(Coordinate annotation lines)
= = = =
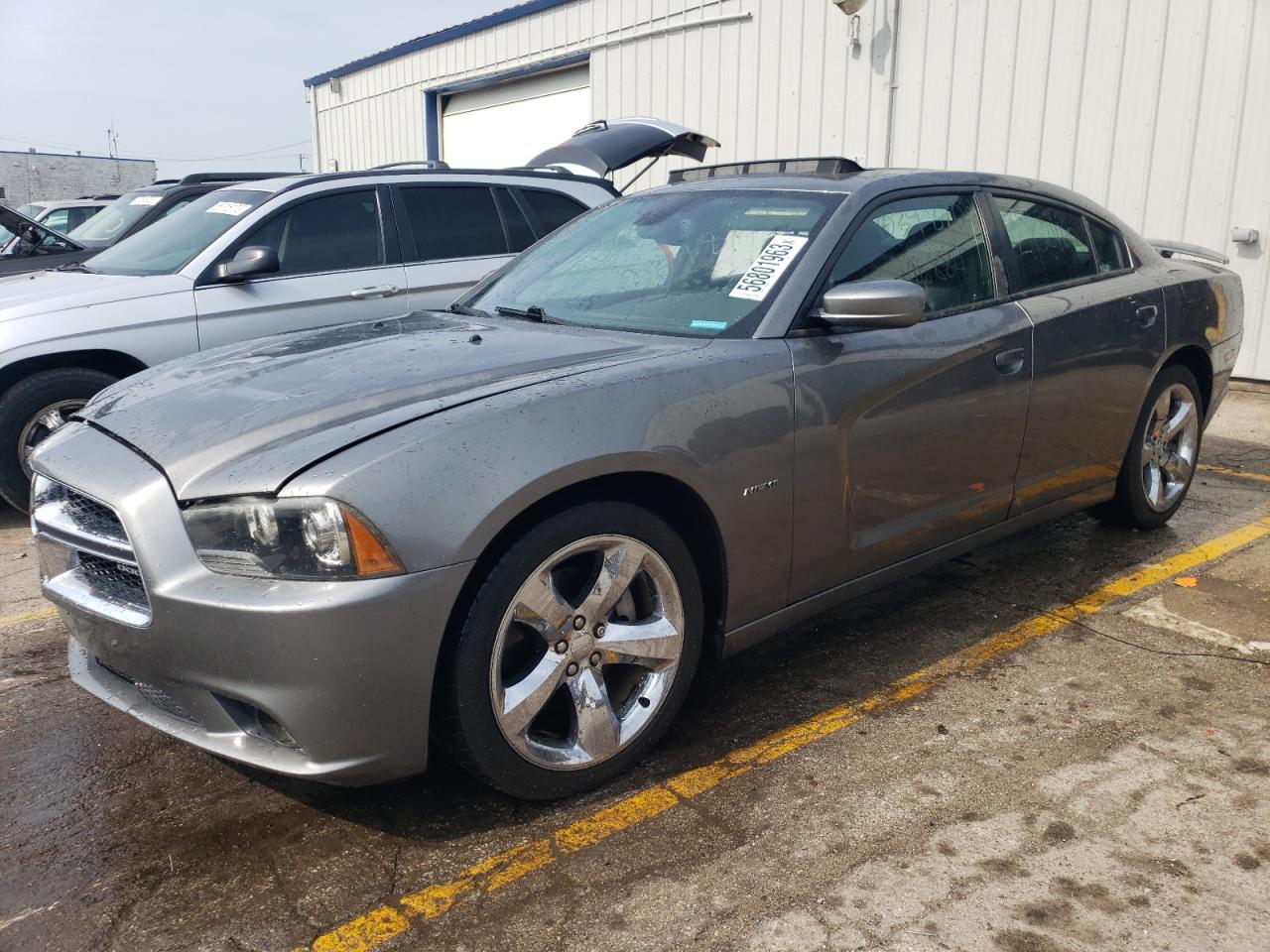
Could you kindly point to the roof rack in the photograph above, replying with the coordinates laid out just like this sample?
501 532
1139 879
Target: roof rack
817 166
413 164
200 177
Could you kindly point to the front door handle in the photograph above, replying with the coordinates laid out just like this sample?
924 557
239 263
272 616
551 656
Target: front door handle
376 291
1011 361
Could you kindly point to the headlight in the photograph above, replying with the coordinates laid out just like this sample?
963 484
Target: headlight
287 538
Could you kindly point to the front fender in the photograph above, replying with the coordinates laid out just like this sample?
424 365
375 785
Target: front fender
717 419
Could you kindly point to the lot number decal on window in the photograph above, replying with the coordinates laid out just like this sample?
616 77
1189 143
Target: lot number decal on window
769 267
234 208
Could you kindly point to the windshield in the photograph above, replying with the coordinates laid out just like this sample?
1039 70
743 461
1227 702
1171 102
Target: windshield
= = = =
■ INSTRUCTIONS TO FOLLOW ■
Copy all of the lines above word for word, and leave the pictures out of your copy.

■ OUTPUT OF THE TASK ■
Could you kindly point to the roof rack in the photograph above, replying with the coordinates laid out just like this sample?
501 532
1139 879
Target: roof rack
817 166
413 164
200 177
Could you kindly point to the front door handle in the photograph above, replying with the coordinates laid out just like this sample?
924 557
239 263
272 616
551 656
Target: front door handle
376 291
1011 361
Could you kindly point to the headlight in the photograph above, replying with the coordinates laid out just like this sample?
963 484
Target: headlight
287 538
Could you kindly point to the front fender in the photograph above, replying with the coordinates laid out just like this sample?
424 365
375 785
Target: front fender
717 419
Could you kindly point to the lot number decal on window in the photograph above, replying with the coordinates laid out just like this sample?
616 77
1189 143
Target: lot number decal on window
769 267
234 208
Could you kindly point to the windshield in the photograph above, replying with the coordinates laid out just like this sample?
1039 70
743 461
1227 702
1171 102
Target: windshield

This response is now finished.